= Texte fourni =
Bref pour expliquer les choix qui ont été ceux de la FAMDT à l'époque (1997), je crois qu'il faut rappeler que ce sont les acteurs eux-mêmes qui se sont, à l'époque, choisis et qui ont sollicité le ministère pour une reconnaissance à la fois symbolique de leur présence solidaire mais également pour une reconsidération de la politique publique de financement de la musique en France.

La FAMDT a choisi de faire partie de ce secteur des musiques actuelles parce que, d'une part, il nous apparaissait important de s'inscrire dans ce que nous considérons comme notre avenir et notre famille artistique autant que culturelle, ainsi que je crois l'avoir soutenu plus haut, d'autre part parce que cet ensemble nous semblait, même s'il faut être conscient du melting-pot qu'il représente, avoir les mêmes approches politiques du développement musical en France.

Cette inter-fédération, qui ne s'est pas structurée, reste actuellement très mobilisée pour faire entendre sur l'ensemble de la profession musicale (ministères, collectivités, sociétés civiles, syndicats, etc. ) les points de vue qui sont les nôtres et qui ont été largement débattus lors du « Foruma » organisé en octobre dernier à Nancy à l'initiative de l'IRMA et de la Fédurok. On observe une grande inquiétude aujourd'hui sur l'avenir d'un certain nombre de structures et d'acteurs des musiques traditionnelles, quel est votre point de vue ?

Voilà plus de vingt ans maintenant, les acteurs de musiques traditionnelles, l'État et progressivement les collectivités locales se sont paritairement mis d'accord sur des enjeux, des outils et des projets pour le développement de ces musiques. Un certain nombre de résultats sont aujourd'hui tangibles avec, comme on peut l'imaginer, des réussites mais également des échecs, le tout sur fond de budgets « globalement stables » (sic) depuis au moins cinq ans, pour ne pas dire dix... !

Or, les moyens n'ayant pas suivi, les militants (responsables de structures, acteurs et artistes confondus) ont cru pouvoir transcender cet état de fait par le biais d'un investissement humain de tous les instants dans les outils dont ils avaient la charge. Et donc aujourd'hui, dans le marasme ambiant de la conjoncture culturelle, alors que leurs structures sont en souffrance de cet état de sous financement chronique, on vient leur demander de serrer d'un cran supplémentaire la ceinture qui était déjà au dernier cran !

= Exercices =
• A. Dans le texte sur la FAMDT, dans quelle ville le « Foruma » a-t-il été organisé ?
• B. Donnez tous les membres de la profession musicale que le texte sur la FAMDT nomme entre parenthèses.
Répondez uniquement à partir du texte.

= Données sur l'emplacement des objets =
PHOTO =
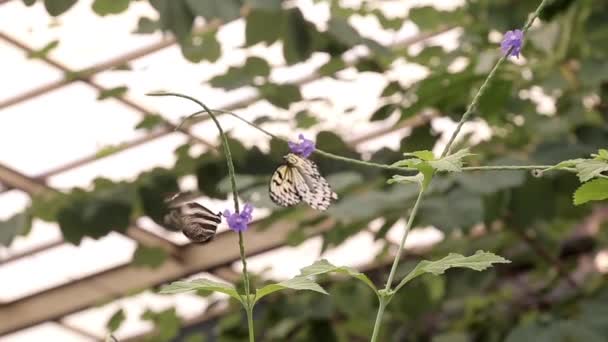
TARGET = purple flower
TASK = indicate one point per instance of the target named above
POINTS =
(513, 41)
(304, 148)
(239, 221)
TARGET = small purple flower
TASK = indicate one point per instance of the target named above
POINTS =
(304, 148)
(239, 221)
(512, 39)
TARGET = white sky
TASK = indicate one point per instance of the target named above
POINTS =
(67, 124)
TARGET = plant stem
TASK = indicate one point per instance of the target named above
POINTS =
(446, 150)
(391, 276)
(378, 322)
(249, 312)
(471, 108)
(235, 195)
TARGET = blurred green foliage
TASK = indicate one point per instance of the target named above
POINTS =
(566, 57)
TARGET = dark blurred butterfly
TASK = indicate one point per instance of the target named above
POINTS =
(197, 222)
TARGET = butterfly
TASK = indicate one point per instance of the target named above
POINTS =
(196, 222)
(298, 179)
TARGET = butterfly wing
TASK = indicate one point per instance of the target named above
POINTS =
(282, 187)
(315, 191)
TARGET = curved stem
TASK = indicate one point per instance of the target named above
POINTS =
(408, 226)
(378, 322)
(471, 108)
(317, 151)
(232, 175)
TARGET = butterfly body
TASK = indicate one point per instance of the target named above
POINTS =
(297, 180)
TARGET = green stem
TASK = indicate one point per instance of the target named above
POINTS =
(391, 275)
(232, 175)
(471, 108)
(249, 312)
(317, 151)
(446, 150)
(410, 221)
(378, 322)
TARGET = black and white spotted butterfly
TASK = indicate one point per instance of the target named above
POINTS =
(198, 223)
(298, 179)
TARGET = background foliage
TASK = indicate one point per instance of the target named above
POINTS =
(529, 220)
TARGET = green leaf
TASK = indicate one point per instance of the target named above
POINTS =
(226, 10)
(343, 32)
(590, 168)
(323, 266)
(384, 112)
(150, 122)
(147, 26)
(167, 324)
(305, 120)
(423, 155)
(280, 95)
(297, 37)
(42, 53)
(479, 261)
(199, 47)
(58, 7)
(200, 284)
(416, 179)
(334, 65)
(272, 5)
(17, 224)
(257, 29)
(105, 7)
(595, 190)
(296, 283)
(176, 16)
(152, 257)
(602, 154)
(456, 209)
(451, 163)
(113, 92)
(116, 320)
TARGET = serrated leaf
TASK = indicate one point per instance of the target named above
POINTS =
(113, 92)
(42, 53)
(257, 29)
(200, 284)
(296, 283)
(451, 163)
(602, 154)
(343, 31)
(57, 7)
(146, 26)
(226, 10)
(422, 155)
(199, 47)
(416, 179)
(323, 266)
(565, 163)
(590, 168)
(12, 227)
(479, 261)
(297, 37)
(150, 122)
(116, 320)
(105, 7)
(271, 5)
(384, 112)
(595, 190)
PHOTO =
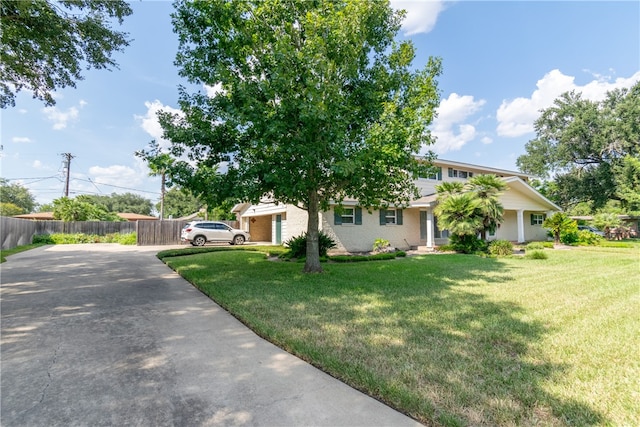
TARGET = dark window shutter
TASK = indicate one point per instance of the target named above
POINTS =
(337, 218)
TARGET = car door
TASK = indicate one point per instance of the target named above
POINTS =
(223, 233)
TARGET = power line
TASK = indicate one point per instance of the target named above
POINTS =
(68, 157)
(115, 186)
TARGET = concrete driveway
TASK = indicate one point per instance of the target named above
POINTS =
(105, 334)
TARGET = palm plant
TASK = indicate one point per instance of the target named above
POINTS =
(557, 223)
(487, 190)
(458, 213)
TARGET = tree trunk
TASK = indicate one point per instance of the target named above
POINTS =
(312, 263)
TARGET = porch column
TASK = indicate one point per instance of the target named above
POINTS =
(429, 228)
(520, 217)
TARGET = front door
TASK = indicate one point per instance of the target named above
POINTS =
(423, 225)
(278, 229)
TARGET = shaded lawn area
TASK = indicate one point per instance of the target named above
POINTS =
(454, 339)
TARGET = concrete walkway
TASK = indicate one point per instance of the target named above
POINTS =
(107, 335)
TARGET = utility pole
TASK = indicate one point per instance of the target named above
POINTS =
(67, 157)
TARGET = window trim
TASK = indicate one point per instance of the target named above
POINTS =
(537, 218)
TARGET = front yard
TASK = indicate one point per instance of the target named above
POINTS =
(454, 339)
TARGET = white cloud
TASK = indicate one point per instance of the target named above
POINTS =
(449, 127)
(516, 117)
(123, 176)
(421, 15)
(213, 90)
(149, 122)
(60, 118)
(20, 140)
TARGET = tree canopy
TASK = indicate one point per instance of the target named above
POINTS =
(15, 195)
(45, 43)
(589, 148)
(314, 102)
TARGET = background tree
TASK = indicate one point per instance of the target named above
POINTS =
(10, 209)
(316, 103)
(119, 203)
(66, 209)
(179, 202)
(46, 43)
(17, 195)
(583, 145)
(558, 223)
(159, 164)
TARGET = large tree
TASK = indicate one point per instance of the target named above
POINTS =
(582, 145)
(315, 102)
(45, 43)
(16, 195)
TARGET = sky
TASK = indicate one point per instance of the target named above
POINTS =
(503, 62)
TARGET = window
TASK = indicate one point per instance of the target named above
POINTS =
(439, 234)
(436, 175)
(537, 219)
(391, 217)
(347, 216)
(455, 173)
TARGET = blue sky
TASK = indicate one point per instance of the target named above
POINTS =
(503, 62)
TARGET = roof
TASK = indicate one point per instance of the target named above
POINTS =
(496, 171)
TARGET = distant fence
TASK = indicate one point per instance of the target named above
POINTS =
(16, 232)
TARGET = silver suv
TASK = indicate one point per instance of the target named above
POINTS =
(200, 232)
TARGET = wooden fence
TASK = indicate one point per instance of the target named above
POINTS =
(16, 232)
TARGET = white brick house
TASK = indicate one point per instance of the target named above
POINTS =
(355, 229)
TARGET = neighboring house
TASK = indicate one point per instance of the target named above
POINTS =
(48, 216)
(355, 229)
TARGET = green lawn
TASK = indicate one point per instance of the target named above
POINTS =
(454, 339)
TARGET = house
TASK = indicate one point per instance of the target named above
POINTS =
(355, 229)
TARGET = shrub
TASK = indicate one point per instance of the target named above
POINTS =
(298, 245)
(588, 238)
(534, 246)
(537, 255)
(361, 258)
(467, 244)
(380, 244)
(69, 239)
(501, 248)
(43, 239)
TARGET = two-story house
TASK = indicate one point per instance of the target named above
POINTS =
(355, 229)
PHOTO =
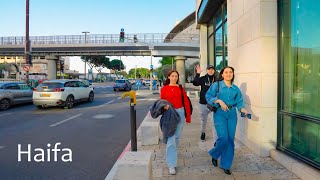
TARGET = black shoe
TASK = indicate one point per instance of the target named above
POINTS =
(227, 171)
(215, 162)
(203, 136)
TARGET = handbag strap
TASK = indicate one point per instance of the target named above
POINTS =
(184, 107)
(218, 89)
(180, 86)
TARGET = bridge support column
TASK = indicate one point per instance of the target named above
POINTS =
(180, 66)
(52, 67)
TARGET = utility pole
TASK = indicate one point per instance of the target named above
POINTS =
(85, 63)
(135, 72)
(27, 43)
(151, 67)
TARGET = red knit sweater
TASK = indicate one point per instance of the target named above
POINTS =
(173, 95)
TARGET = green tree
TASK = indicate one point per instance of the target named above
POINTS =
(124, 74)
(167, 60)
(141, 73)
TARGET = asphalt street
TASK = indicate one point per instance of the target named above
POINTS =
(95, 132)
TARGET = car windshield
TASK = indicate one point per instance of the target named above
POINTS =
(120, 81)
(47, 86)
(24, 86)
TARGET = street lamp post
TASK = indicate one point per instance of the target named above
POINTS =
(27, 44)
(85, 64)
(135, 72)
(151, 67)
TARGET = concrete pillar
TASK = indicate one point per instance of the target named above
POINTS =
(203, 49)
(6, 74)
(52, 66)
(180, 66)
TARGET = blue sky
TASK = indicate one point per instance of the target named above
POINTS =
(71, 17)
(68, 17)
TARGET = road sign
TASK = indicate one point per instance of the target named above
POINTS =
(26, 68)
(138, 83)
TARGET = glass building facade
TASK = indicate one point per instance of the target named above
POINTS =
(218, 39)
(299, 80)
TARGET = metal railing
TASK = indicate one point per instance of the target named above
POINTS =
(103, 39)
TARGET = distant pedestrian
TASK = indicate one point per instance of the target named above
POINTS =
(205, 82)
(227, 97)
(173, 94)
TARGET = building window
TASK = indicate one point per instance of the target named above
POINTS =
(218, 51)
(299, 120)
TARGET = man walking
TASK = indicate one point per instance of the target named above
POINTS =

= Réponses =
• A. À Nancy.

• B. Les ministères, les collectivités, les sociétés civiles et les syndicats.